_PAGE_.
Originally published on SOTT.net on July 12, 2012.
May you live in interesting times
~ Ancient Chinese proverb
There were widespread reports from the Middle East to central Asia of a strange phenomenon in the late evening sky on June 7th. Emergency phone lines lit up as excited eyewitnesses reported a spectacular light display. Judging by the distribution of media coverage that followed, people in Israel and Lebanon were particularly excited about the event, reporting the extraordinary sighting of “multiple airborne objects”. It was apparently unmissable across a vast area because there were also multiple reports in Cyprus, Syria, Turkey, Jordan and several countries in the Caucasus. The earliest reports came from Lebanon where the daily L’Orient Le Jour reported that “meteorites were clearly visible” and LBCI News reported that “luminous objects and meteor bursts appeared over north Lebanon”, before quoting Lebanese astronomers as saying they were the result of a large meteorite that exploded and left “visible trails of dust.” Another Lebanese publication, Naharnet, described the phenomenon as a “meteoric downpour”, while the state-run National News Agency reported that the objects were “clearly visible.”
It’s at this point that the story changed from being one of multiple ‘meteoric’ sightings to just a single fiery object that was “probably” a Russian missile.
The next day, Friday 8 June, the Jerusalem Post reported that Russia had carried out a successful rocket launch of an inter-continental ballistic missile the previous evening, Thursday June 7th. The Post went on to quote a spokesperson for the Israeli Astronomical Association as saying “the object reached an altitude of 80 kilometres.” Sure enough, Russian news agency Interfax carried a report that cited the Russian Strategic Rocket Forces (RVSN) as saying they had successfully launched an RS-12M Topol ICBM from the Kapustin Yar range in the country’s southern Astrakhan region missile at 21.39 local time on Thursday evening. The Russian Defence Ministry’s spokesman for RVSN, Col. Vadim Koval, told Interfax that “the missile hit the simulated target at the Sary-Shagan range in Kazakhstan with projected accuracy.” The RVSN’s own website was updated to account for this missile launch.
That would appear to have settled the issue for most. I’m not convinced though.
As far as I can tell, it was Israeli Ynet News that first speculated about this being a Russian missile, publishing a report shortly after midnight on June 7th that raises more questions than it answers:
Was UFO a Russian ballistic missile?
Ynet, Friday 8 June, 00:17The glowing light reported in Israel’s skies around 8:45 pm Thursday apparently resulted from a failed intercontinental ballistic missile test by the Russian military, according to estimates.
[Ynet continued]
Hundreds of Israelis nationwide flooded police hotlines Thursday evening with reports of an unidentified flying object in the nation’s skies.

_GIVEN DATA_.
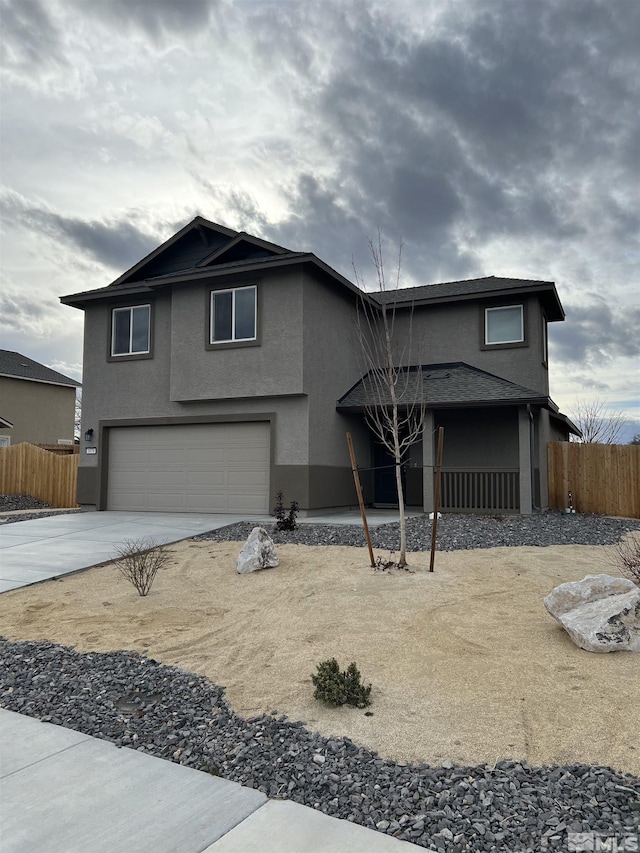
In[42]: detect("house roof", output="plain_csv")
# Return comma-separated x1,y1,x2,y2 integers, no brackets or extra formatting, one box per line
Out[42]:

_SET TASKS_.
A. Answer these questions using the article about the June 7th sky sighting:
(i) Which Lebanese publication called the phenomenon a "meteoric downpour"?
(ii) From which range did the Russian Strategic Rocket Forces say they launched the RS-12M Topol?
(iii) What altitude did the Israeli Astronomical Association spokesperson say the object reached?
B. Resume the article about the June 7th sky sighting, picking up right after its final sentence.
The data comes from a separate source that has nothing to do with the article.

_OUTPUTS FOR THE TASKS_.
A.
(i) Naharnet
(ii) The Kapustin Yar range in Russia's southern Astrakhan region
(iii) 80 kilometers

B.
Later Thursday, Russian news agency Novosti quoted the Defense Ministry in Moscow, which confirmed that a missile was test-fired from the Astrakhan region in central Russia. The trail of light seen in Israel was also reported in Armenia, Turkey, Cyprus, Lebanon, Jordan and other countries in the region.
[Ynet continued]
According to a statement issued by Russia’s Defense Ministry, crews belonging to the army’s strategic missile division successfully test-fired a ballistic missile at 9:39 pm, Moscow time. A video shot in the area the missile was fired from showed parts of the missile falling. However, the clip was removed a few minutes after being posted.
[Ynet continued]
Israeli Astronomical Association Chairman Dr. Yigal Pat-El said that it is quite possible that the unidentified flying object reported by residents nationwide was a ballistic missile test.
“It most likely spun out of control and its remnants and the fuel was what people saw. It reached a height of 200-300 kilometers and that’s why it was seen from so many locations,” he told Ynet.
[Ynet continued]
“We saw a large trail of light traveling from a distant spot in the sky,” Dorit from northern Israel reported earlier. “We could not see the source of the light. The trail was massive. It was an unusual sight. Moments later we saw swirling movement where the light was coming from.”
Concerned citizens in Armenia and Lebanon also called their local police stations after seeing the unusual glowing light. One Lebanese citizen reported seeing the light in the sky and in response an American web-surfer said it might be a military test. The Lebanese woman laughingly responded with: “A military test? Here?”
Anatoly Tsyganok, head of Russia’s Military Forecasting Centre and analyst at Russia’s Institute of Political and Military Analysis, was equally skeptical, telling Armenian News.am that “it was hardly a missile”. Russia Today‘s coverage of the ‘missile’ story brings up a couple of important points:
UFO or missile? Mystery lights raise havoc in Israel
Russia Today, Friday June 8th, 2012Suspicions that the shining flying object could be a missile were further fuelled by a Russian Defense Ministry statement saying the country had successfully test-fired a Topol strategic intercontinental ballistic missile.
The launch was made from Russia’s southern Astrakhan region to a testing area in Kazakhstan 3500 km from Israel’s northern border where the object was seen.
The Russian Vesti-24 news channel quoted unnamed military officials as saying the missile hit the practice target despite the fact that it had an unusual flight trajectory.
“An unusual trajectory”? You can say that again! This ‘missile’ pulled off maneuvers on a par with the Magic Bullet and Flight 77‘s 270-degree corkscrew turn.
The missile was supposedly launched from a launch site in southwestern Russia, heading eastwards towards a missile testing site in eastern Kazakhstan. A “successful” rocket launch from Russia to Kazakhstan would have, presumably, followed the shortest possible trajectory to get there.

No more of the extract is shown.